> TASK:
Transcribe every record below word for word.

> STORED DATA:

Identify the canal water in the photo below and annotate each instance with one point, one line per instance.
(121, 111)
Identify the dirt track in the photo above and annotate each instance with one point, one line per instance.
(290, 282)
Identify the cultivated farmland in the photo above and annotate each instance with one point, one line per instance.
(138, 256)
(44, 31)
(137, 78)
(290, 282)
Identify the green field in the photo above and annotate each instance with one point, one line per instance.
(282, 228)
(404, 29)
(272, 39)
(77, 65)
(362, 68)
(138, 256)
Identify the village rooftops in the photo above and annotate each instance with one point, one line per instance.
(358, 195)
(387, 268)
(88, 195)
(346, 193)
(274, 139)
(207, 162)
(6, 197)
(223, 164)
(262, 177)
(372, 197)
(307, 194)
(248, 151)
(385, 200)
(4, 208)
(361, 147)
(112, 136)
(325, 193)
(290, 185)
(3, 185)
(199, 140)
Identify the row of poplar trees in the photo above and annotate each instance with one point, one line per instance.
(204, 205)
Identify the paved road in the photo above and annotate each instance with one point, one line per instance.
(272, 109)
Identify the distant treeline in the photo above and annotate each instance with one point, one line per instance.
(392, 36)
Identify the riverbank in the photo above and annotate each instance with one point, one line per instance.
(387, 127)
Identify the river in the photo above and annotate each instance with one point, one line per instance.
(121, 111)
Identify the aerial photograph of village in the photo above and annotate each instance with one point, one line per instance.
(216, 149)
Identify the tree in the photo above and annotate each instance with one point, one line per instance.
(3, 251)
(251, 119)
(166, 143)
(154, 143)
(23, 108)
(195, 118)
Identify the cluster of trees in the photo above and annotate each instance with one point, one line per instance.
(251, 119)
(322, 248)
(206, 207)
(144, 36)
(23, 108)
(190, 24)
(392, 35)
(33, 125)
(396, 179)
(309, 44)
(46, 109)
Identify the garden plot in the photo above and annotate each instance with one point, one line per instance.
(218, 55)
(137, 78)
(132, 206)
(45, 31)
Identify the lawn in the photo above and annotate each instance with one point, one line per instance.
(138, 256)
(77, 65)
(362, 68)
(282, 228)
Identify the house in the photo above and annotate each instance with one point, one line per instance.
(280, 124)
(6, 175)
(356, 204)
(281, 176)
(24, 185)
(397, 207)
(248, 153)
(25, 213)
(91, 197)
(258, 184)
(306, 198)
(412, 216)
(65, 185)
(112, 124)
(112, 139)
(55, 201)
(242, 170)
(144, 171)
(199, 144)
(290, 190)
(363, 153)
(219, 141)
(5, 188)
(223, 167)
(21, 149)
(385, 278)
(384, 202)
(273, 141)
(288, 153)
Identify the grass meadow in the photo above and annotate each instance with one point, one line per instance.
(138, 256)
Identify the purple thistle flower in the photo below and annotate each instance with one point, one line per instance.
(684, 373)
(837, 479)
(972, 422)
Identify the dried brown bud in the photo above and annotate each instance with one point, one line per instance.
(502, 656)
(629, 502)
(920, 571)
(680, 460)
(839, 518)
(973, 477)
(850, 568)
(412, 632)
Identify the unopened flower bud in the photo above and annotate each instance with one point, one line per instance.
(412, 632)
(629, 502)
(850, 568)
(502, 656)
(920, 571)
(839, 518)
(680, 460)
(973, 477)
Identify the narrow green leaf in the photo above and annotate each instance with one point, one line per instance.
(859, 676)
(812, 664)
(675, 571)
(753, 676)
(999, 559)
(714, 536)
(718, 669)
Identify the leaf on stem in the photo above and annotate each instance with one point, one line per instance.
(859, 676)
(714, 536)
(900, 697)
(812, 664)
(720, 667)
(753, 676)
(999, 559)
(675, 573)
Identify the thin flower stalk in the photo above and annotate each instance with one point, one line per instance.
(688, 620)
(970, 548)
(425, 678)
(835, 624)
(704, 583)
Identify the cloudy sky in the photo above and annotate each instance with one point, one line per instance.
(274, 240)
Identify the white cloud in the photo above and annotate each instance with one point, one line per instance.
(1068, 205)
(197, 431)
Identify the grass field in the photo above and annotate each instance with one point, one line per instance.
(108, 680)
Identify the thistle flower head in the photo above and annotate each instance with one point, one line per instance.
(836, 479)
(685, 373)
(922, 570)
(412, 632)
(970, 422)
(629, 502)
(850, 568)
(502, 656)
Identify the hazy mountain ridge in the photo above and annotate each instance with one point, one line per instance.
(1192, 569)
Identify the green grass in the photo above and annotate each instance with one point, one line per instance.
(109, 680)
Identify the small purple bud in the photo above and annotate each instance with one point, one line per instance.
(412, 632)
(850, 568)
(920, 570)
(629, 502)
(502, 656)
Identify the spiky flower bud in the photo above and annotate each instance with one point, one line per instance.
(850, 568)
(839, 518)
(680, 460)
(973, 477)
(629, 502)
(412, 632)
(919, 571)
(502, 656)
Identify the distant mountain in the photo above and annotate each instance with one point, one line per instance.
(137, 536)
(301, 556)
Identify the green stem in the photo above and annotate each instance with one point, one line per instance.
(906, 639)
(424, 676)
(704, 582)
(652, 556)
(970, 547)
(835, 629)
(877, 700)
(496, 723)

> WRITTEN RESPONSE:
Identify the canal water in the photo below and annotate each instance with one point, one line per instance.
(121, 111)
Identify the dirt track in the photo above and annotate each instance with one point, one line per instance.
(290, 282)
Identify the cultivated farmland in the photo above and annotate each instance with one point, one line per instance.
(138, 256)
(44, 31)
(137, 78)
(290, 282)
Identify the green field in the photo above and annotate each instance with one point, one line per instance.
(282, 228)
(404, 29)
(272, 39)
(77, 65)
(362, 68)
(138, 256)
Identify the village rooftops in the photo above and annotate each instance with one point, one line per instance.
(358, 195)
(387, 268)
(88, 195)
(346, 193)
(274, 139)
(207, 162)
(6, 197)
(223, 164)
(262, 177)
(372, 197)
(307, 194)
(248, 151)
(385, 200)
(4, 208)
(361, 147)
(112, 136)
(325, 193)
(290, 185)
(3, 185)
(199, 140)
Identify the row of poplar trees in the photo above and annotate each instance with one point, one line per instance.
(204, 205)
Identify the paved road in the photo above and annotate each instance with one point, one line per instance.
(272, 109)
Identify the distant treeline in the photo above and annotate each instance with one point, one line per instance.
(392, 36)
Identify the riverbank in the photo above and annotate each instance with one point, one line per instance.
(387, 127)
Identify the river in the photo above and annotate each instance with one point, one line per instance.
(121, 111)
Identify the aerial photograph of village in the photo above and annotate each instance with one point, one line per instance.
(216, 149)
Identify the tree in the photo above and annotate each instance with one point, one line per instance.
(3, 251)
(251, 119)
(166, 143)
(154, 143)
(23, 108)
(195, 118)
Identify the cluster of trees in the photo above and annotate each instance with one point, one line per instance.
(251, 119)
(322, 248)
(206, 207)
(144, 36)
(23, 108)
(190, 24)
(392, 35)
(33, 125)
(396, 179)
(309, 44)
(46, 109)
Identify the garden plot in the photo above and annotate each instance with one point, one line per instance.
(218, 55)
(137, 78)
(132, 206)
(45, 31)
Identify the lawn in the photo above and annotate each instance with one point, one line per instance.
(138, 256)
(77, 65)
(362, 68)
(282, 228)
Identify the house in the photo above and annotate each instance with one point, one line per instance.
(280, 124)
(6, 175)
(356, 204)
(281, 176)
(24, 185)
(397, 207)
(248, 153)
(25, 213)
(91, 197)
(258, 184)
(306, 198)
(412, 216)
(65, 185)
(112, 124)
(112, 139)
(55, 201)
(242, 170)
(144, 171)
(199, 144)
(290, 190)
(363, 153)
(219, 141)
(5, 188)
(223, 167)
(21, 149)
(385, 278)
(384, 202)
(273, 141)
(288, 153)
Identify the grass meadow in the photo above and annotate each instance with one point, one line per instance.
(138, 256)
Identify the purple thistle flower in the photo below and annotate each instance with one point, one line per instance.
(684, 373)
(837, 479)
(972, 422)
Identify the dried brown bud in the photo above and annotate each instance with one point, one line per instance.
(502, 656)
(629, 502)
(920, 571)
(680, 460)
(839, 518)
(973, 477)
(850, 568)
(412, 632)
Identify the unopened flower bud in the photo above and annotate each instance with one point, one line per instance.
(412, 632)
(629, 502)
(850, 568)
(502, 656)
(920, 571)
(839, 518)
(680, 460)
(973, 477)
Identify the narrow green leaf in the photo above and annotate each instance with one point, one line per instance.
(859, 676)
(812, 664)
(675, 571)
(753, 676)
(999, 559)
(714, 536)
(718, 669)
Identify the leaf on stem in the photo above and annotate each instance with one point, one line per instance.
(859, 676)
(714, 536)
(900, 697)
(812, 664)
(720, 667)
(753, 676)
(999, 559)
(675, 573)
Identify the thin flower stalk in the photo above and annotate each instance with one point, one line per instance.
(688, 620)
(970, 548)
(425, 678)
(835, 624)
(704, 583)
Identify the cloudy sky in the photo above and annotate each instance with one point, one line per instance.
(274, 240)
Identify the white cloud in the photo above and annotate each instance with one point, one line per instance.
(1068, 205)
(197, 431)
Identify the grass field in the photo above and annotate each instance with one point, one line per instance.
(108, 680)
Identify the thistle flower head in the photo above and annotate each instance with one point, one line per instance.
(836, 479)
(685, 373)
(922, 570)
(412, 632)
(970, 422)
(629, 502)
(850, 568)
(502, 656)
Identify the hazy mountain ridge in the photo above and annotate each instance with one point, one line per instance.
(1192, 569)
Identify the green grass in the photo above and annotate each instance with one point, one line per instance.
(109, 680)
Identify the small purple bud in the photo above and annotate each instance with one point, one line per instance.
(412, 632)
(850, 568)
(920, 570)
(629, 502)
(502, 656)
Identify the spiky flower bud in the photo above and annotate each instance with one point, one line per instance.
(850, 568)
(839, 518)
(680, 460)
(973, 477)
(629, 502)
(412, 632)
(919, 571)
(502, 656)
Identify the distant mountain in the photo above and annotate each instance with one point, one line per instance.
(137, 536)
(301, 556)
Identify the green stem in the photo above and annotate each instance with one point, one line per instance.
(906, 639)
(424, 676)
(704, 582)
(652, 556)
(970, 547)
(835, 629)
(877, 700)
(496, 723)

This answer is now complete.